Give the rows from the line holding "Annotate each instance of the blurred" through the last row below, both included, as a numbered list with blank lines left out.

Recorded data
----
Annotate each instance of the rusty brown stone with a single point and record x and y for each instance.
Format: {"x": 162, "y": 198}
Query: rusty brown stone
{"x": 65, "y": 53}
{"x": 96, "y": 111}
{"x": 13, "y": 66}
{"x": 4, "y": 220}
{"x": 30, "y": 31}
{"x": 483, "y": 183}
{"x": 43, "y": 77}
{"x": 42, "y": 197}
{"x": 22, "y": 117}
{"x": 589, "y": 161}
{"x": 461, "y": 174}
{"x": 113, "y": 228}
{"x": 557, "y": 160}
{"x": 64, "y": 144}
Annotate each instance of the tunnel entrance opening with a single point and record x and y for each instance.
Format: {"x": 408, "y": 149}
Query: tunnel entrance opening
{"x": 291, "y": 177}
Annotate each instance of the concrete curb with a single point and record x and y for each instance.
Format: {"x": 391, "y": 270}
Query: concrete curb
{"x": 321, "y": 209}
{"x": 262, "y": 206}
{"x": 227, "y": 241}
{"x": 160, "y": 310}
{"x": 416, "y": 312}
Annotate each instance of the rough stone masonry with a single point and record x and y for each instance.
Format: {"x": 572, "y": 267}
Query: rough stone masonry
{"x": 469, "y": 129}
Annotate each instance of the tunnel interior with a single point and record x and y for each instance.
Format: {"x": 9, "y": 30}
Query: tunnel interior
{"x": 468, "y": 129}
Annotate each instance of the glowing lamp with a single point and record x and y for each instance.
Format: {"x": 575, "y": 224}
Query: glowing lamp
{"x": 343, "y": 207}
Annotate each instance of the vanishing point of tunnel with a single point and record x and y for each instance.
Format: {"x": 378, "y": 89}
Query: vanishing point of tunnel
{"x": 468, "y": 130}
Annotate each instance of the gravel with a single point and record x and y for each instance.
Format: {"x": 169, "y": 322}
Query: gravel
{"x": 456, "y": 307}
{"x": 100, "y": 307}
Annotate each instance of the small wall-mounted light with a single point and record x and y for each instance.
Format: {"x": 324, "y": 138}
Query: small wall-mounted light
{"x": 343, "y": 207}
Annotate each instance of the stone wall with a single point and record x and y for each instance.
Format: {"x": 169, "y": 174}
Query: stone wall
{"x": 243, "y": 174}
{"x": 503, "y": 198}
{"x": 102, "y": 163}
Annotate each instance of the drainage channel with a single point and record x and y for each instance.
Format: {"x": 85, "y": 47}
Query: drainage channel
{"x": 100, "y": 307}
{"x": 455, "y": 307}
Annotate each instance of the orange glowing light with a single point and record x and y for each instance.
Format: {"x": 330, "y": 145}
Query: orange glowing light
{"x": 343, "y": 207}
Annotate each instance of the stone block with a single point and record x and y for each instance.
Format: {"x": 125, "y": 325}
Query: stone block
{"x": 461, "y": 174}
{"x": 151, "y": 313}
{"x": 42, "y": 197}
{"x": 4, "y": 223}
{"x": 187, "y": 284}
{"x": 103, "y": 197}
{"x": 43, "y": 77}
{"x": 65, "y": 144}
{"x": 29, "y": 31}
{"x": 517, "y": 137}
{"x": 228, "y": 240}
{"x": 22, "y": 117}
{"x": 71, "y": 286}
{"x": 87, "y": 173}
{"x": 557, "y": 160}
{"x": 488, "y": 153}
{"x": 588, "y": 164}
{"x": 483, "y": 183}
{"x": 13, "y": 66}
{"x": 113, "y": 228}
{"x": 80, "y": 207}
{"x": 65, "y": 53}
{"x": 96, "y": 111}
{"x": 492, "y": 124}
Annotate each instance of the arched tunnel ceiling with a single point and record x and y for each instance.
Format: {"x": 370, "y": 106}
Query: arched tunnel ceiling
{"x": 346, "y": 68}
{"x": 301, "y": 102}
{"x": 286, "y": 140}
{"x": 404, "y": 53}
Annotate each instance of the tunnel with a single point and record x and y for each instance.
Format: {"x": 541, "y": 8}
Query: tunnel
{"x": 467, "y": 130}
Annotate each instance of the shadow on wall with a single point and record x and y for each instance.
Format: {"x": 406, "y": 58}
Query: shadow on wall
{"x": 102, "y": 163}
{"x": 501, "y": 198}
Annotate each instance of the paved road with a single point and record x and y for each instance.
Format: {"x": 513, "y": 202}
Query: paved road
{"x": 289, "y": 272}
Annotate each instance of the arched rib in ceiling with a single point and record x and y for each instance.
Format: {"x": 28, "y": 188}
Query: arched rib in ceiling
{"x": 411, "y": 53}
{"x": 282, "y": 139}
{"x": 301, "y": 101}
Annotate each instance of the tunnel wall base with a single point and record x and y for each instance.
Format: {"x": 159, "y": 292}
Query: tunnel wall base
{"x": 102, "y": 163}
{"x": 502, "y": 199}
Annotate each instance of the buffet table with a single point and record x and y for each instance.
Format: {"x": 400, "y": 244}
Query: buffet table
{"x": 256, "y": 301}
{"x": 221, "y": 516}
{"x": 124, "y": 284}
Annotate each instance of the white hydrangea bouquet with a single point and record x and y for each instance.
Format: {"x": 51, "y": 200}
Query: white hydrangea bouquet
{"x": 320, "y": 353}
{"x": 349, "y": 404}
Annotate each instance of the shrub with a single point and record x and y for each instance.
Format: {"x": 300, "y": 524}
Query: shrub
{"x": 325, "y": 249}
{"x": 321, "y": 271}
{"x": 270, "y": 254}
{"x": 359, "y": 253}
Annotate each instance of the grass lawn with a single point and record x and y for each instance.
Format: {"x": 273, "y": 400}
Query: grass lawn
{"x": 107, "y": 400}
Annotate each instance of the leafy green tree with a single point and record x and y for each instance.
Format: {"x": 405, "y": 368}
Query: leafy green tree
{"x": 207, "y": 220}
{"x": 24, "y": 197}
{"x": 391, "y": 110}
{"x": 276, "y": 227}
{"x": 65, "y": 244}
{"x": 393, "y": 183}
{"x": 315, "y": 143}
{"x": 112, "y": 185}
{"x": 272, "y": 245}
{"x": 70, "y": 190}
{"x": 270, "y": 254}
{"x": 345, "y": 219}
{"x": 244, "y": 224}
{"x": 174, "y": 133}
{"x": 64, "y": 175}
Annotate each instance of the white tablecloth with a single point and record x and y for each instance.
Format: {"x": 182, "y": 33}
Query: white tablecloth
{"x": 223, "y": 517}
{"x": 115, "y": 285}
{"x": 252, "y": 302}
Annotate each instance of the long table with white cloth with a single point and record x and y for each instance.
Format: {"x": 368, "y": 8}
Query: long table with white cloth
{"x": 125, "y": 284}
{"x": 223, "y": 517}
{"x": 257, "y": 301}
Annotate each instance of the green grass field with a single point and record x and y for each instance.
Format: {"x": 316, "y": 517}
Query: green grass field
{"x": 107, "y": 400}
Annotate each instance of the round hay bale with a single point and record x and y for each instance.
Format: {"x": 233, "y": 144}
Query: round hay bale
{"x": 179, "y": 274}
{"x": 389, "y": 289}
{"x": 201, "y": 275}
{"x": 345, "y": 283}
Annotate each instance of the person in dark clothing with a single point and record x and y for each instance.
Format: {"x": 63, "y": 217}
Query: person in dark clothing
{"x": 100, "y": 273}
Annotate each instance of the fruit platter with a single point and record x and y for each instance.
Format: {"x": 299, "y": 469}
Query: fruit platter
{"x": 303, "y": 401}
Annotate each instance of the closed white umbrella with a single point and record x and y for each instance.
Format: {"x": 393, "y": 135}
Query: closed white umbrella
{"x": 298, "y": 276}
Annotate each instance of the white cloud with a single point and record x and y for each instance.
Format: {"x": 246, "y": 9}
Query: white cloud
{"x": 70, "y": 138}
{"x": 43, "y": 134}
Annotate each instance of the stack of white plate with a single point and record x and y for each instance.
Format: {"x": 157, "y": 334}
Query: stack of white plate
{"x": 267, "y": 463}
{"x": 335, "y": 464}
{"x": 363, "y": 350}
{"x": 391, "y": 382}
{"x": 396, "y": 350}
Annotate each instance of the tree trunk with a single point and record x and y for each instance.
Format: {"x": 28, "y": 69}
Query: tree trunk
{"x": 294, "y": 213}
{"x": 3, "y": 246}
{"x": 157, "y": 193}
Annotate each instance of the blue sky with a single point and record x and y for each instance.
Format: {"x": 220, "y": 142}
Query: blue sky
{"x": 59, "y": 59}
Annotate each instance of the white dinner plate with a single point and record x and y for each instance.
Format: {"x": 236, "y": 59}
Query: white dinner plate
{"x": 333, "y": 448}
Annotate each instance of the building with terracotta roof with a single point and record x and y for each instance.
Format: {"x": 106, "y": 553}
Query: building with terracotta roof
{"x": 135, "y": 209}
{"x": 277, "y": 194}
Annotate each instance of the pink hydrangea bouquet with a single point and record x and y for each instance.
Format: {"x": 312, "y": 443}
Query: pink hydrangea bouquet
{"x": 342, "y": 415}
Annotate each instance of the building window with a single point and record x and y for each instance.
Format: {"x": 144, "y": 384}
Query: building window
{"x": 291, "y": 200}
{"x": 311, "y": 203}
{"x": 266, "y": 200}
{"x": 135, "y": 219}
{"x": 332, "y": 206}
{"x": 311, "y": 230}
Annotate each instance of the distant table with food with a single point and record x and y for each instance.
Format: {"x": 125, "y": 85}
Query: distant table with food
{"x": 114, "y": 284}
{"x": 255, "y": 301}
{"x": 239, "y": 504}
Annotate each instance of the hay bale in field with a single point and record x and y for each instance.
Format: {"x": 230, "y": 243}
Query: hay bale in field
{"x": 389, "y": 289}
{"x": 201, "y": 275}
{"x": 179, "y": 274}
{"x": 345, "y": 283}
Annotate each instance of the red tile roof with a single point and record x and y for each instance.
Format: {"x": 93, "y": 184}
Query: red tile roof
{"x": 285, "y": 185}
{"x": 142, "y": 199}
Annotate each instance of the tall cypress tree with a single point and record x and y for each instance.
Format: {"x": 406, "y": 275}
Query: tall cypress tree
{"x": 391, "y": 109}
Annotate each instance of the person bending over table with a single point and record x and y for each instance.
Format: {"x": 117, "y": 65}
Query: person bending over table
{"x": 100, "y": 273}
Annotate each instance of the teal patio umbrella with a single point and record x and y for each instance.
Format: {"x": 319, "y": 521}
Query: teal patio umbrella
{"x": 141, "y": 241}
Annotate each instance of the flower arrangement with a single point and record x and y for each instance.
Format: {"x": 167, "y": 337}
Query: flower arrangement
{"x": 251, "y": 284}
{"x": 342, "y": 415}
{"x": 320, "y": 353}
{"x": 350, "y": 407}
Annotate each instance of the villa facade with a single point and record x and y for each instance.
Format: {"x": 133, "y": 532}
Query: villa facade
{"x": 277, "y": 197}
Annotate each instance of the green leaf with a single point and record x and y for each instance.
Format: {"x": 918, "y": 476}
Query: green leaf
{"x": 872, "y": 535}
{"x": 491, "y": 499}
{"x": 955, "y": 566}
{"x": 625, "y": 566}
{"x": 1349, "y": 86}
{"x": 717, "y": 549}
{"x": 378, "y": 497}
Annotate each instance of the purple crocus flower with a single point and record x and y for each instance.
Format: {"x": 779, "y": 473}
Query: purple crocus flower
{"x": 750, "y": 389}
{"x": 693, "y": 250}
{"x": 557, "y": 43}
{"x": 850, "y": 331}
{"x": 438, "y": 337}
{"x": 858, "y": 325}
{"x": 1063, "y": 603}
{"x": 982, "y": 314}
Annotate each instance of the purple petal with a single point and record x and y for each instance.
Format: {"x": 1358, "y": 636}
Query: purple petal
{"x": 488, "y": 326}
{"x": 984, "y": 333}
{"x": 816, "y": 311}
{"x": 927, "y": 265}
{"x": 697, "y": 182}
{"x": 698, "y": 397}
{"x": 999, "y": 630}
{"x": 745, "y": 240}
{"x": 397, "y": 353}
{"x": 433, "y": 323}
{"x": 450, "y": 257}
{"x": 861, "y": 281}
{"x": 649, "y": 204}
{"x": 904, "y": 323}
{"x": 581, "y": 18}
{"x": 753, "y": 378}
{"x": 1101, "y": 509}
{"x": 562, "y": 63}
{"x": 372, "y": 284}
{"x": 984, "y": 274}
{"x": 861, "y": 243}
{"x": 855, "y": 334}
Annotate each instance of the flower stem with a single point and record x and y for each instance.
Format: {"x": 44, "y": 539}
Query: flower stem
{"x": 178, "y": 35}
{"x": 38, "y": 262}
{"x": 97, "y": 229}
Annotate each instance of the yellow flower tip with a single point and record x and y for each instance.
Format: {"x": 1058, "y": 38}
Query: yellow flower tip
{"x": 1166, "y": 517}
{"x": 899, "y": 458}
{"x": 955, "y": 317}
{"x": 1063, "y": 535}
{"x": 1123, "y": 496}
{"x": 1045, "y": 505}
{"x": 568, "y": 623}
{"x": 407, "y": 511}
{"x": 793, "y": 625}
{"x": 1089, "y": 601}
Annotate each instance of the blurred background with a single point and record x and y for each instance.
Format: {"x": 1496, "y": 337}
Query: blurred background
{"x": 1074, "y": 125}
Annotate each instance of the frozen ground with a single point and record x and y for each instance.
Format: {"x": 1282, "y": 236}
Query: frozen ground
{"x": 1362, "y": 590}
----
• _Reply to the task_
1. Annotate each instance of the blurred background with a single point and record x and y for each instance.
2. Format: {"x": 1496, "y": 337}
3. Query: blurred background
4. {"x": 1074, "y": 125}
5. Annotate each instance of the frozen ground with a single point and record x and y for each instance.
6. Format: {"x": 1282, "y": 236}
7. Query: frozen ground
8. {"x": 1362, "y": 590}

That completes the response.